• _Texto fornecido_
◆ ◆ ◆

Após uma ameaça anônima por telefone, Izquierdo decidiu deixar a Argentina. Com a ajuda de um aluno de doutorado brasileiro, Mario Tannhauser, obteve indicação para um posto na UFRGS, à época com pouca tradição em pesquisa. O que deveria ser uma parada antes do retorno aos Estados Unidos se alongou. Em 1975, assumiu uma posição mais interessante na EPM, onde o ambiente de pesquisa era mais vigoroso e atraente. “Izquierdo foi meu professor na graduação e, em grande medida, me inspirou e formou muitas gerações de neurocientistas”, afirma Luiz Eugênio Mello, diretor científico da FAPESP e também neurocientista.

◆ ◆ ◆

[Entradas de dados armazenados]
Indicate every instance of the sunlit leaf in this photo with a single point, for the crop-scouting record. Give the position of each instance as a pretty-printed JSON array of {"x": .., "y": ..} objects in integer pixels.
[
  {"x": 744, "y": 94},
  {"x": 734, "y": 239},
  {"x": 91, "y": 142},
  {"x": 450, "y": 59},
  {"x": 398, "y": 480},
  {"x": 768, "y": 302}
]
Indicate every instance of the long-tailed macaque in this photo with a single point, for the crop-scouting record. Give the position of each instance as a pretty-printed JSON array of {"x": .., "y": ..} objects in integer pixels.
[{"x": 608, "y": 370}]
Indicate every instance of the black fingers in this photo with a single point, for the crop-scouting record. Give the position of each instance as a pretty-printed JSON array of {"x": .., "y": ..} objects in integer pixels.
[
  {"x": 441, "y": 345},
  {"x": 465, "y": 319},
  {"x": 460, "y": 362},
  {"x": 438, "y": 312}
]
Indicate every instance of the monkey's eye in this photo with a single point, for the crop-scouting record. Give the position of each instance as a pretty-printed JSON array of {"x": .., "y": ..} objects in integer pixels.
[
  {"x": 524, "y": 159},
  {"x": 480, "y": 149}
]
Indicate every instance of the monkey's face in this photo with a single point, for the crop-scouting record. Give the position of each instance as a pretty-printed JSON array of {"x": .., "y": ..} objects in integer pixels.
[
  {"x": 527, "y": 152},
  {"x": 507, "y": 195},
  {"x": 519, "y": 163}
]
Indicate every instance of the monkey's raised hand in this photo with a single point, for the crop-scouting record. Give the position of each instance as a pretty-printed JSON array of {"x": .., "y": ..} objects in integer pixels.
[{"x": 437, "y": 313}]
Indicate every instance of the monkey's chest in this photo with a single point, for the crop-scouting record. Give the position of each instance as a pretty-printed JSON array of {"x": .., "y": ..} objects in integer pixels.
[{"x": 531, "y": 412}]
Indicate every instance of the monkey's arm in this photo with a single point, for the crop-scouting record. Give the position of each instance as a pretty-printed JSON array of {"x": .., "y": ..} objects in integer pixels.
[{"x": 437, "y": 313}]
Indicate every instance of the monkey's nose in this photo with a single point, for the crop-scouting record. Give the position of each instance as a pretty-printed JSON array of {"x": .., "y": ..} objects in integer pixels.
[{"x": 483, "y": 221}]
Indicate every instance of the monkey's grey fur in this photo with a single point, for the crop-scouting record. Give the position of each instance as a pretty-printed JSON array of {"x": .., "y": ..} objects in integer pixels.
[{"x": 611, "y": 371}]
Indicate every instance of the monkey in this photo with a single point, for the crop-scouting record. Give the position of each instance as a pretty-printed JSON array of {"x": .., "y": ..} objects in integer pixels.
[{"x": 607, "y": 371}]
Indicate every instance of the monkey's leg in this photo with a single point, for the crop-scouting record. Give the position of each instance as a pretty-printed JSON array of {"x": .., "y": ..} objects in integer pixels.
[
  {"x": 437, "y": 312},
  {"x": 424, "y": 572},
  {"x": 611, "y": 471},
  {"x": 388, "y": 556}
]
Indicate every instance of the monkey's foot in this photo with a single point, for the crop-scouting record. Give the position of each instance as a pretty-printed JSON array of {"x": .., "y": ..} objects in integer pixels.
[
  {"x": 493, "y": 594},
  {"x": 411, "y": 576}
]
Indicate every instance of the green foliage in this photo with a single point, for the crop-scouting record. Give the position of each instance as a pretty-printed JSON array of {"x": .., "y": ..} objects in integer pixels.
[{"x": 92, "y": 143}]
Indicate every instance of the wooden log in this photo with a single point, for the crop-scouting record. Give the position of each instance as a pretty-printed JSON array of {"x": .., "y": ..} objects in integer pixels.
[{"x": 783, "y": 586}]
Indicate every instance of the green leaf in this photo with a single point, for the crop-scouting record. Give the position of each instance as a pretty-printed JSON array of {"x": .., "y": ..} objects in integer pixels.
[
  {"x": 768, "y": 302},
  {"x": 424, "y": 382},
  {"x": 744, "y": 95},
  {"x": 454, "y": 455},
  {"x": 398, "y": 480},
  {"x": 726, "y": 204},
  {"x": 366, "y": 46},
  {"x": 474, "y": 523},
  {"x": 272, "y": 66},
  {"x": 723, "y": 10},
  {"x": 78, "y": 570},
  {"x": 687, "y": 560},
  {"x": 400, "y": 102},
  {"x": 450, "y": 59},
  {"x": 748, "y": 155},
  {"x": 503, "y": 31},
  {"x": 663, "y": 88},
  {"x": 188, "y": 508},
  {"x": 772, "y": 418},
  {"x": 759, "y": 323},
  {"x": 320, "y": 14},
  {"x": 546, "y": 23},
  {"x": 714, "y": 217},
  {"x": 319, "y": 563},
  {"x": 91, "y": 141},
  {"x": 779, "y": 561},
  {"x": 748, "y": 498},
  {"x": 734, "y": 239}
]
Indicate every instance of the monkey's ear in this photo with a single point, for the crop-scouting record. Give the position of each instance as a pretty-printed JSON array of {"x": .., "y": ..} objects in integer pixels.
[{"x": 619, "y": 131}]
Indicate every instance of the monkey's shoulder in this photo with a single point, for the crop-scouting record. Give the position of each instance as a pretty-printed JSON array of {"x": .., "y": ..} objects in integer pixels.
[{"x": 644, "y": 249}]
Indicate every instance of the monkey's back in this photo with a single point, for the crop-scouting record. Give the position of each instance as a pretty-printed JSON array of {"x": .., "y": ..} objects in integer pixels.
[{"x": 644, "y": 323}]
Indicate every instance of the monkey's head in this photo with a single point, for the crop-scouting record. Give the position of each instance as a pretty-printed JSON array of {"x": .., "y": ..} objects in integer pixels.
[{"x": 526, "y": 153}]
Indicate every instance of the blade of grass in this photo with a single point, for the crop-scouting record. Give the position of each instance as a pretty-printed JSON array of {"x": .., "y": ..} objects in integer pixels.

◆ ◆ ◆

• _Tarefas propostas_
1. Segundo o texto fornecido, em que ano Izquierdo assumiu uma posição na EPM?
2. Copie do texto fornecido o trecho que vai de "Após uma ameaça" a "e também neurocientista.".

• _Tarefas resolvidas_
1. Em 1975.

2.
Após uma ameaça anônima por telefone, Izquierdo decidiu deixar a Argentina. Com a ajuda de um aluno de doutorado brasileiro, Mario Tannhauser, obteve indicação para um posto na UFRGS, à época com pouca tradição em pesquisa. O que deveria ser uma parada antes do retorno aos Estados Unidos se alongou. Em 1975, assumiu uma posição mais interessante na EPM, onde o ambiente de pesquisa era mais vigoroso e atraente. “Izquierdo foi meu professor na graduação e, em grande medida, me inspirou e formou muitas gerações de neurocientistas”, afirma Luiz Eugênio Mello, diretor científico da FAPESP e também neurocientista.